The View from Abroad - America as Others See it
By Fred Reed
Americans are brought up to believe that the United States is a shining city on a hill, a light to mankind, that the world envies us for our values and freedoms, and hates us because we have them. This is ground into us from birth. Those of us now long in the tooth remember the Fifties when Superman jumped out of a window while the announcer spoke of a strange visitor from another planet fighting for “truth, justice, and the American way,” then thought to be related.
As one who has traveled much and lived in several countries, I can tell you: It ain’t so. The world does not regard America with admiration.
Today the internet profoundly affects the world’s view of America. The Web makes graphic and easily found things that in earlier times would have been out of sight from abroad.
For example, people in Kathmandu and Moscow can see horrifying and entirely truthful photos of the homeless living in piles of garbage in Los Angeles, San Francisco, Seattle, Portland, and dozens of other American cities. They can read of trade conventions avoiding San Francisco because of needles and excrement on the sidewalks. Such scenes are rare even in most upper-Third World countries. To the orderly Japanese, accustomed to spotless cities and responsible government, such things are, in the strict sense of the word, incomprehensible.
Home of the brave, land of the free, the envy of the world. Just ask us. The estimated homeless population of LA is 58,000 and climbing. Swarms of flea-carrying rats, which certainly exist, are said to cause outbreaks of typhus, a medieval disease. Anyone with a smartphone can see this.
The frequent mass shootings in the United States astonish most of the world. Opening fire on a country music concert, randomly shooting to death people in a gay nightclub, seems to most of the world a breakdown of civilization. It is.

**DATASET CONTENT:**
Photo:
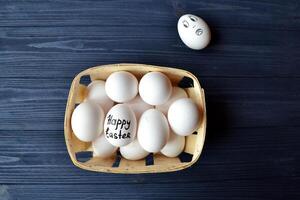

**PARTS OF THE EXERCISE:**
1. In the essay on how other countries view America, what figure is given for the estimated homeless population of Los Angeles?
2. From the essay on how other countries view America, reproduce the passage starting at "As one who has" and ending at "the word, incomprehensible.".

**WRITTEN ANSWERS:**
1. 58,000 and climbing.

2.
As one who has traveled much and lived in several countries, I can tell you: It ain’t so. The world does not regard America with admiration.
Today the internet profoundly affects the world’s view of America. The Web makes graphic and easily found things that in earlier times would have been out of sight from abroad.
For example, people in Kathmandu and Moscow can see horrifying and entirely truthful photos of the homeless living in piles of garbage in Los Angeles, San Francisco, Seattle, Portland, and dozens of other American cities. They can read of trade conventions avoiding San Francisco because of needles and excrement on the sidewalks. Such scenes are rare even in most upper-Third World countries. To the orderly Japanese, accustomed to spotless cities and responsible government, such things are, in the strict sense of the word, incomprehensible.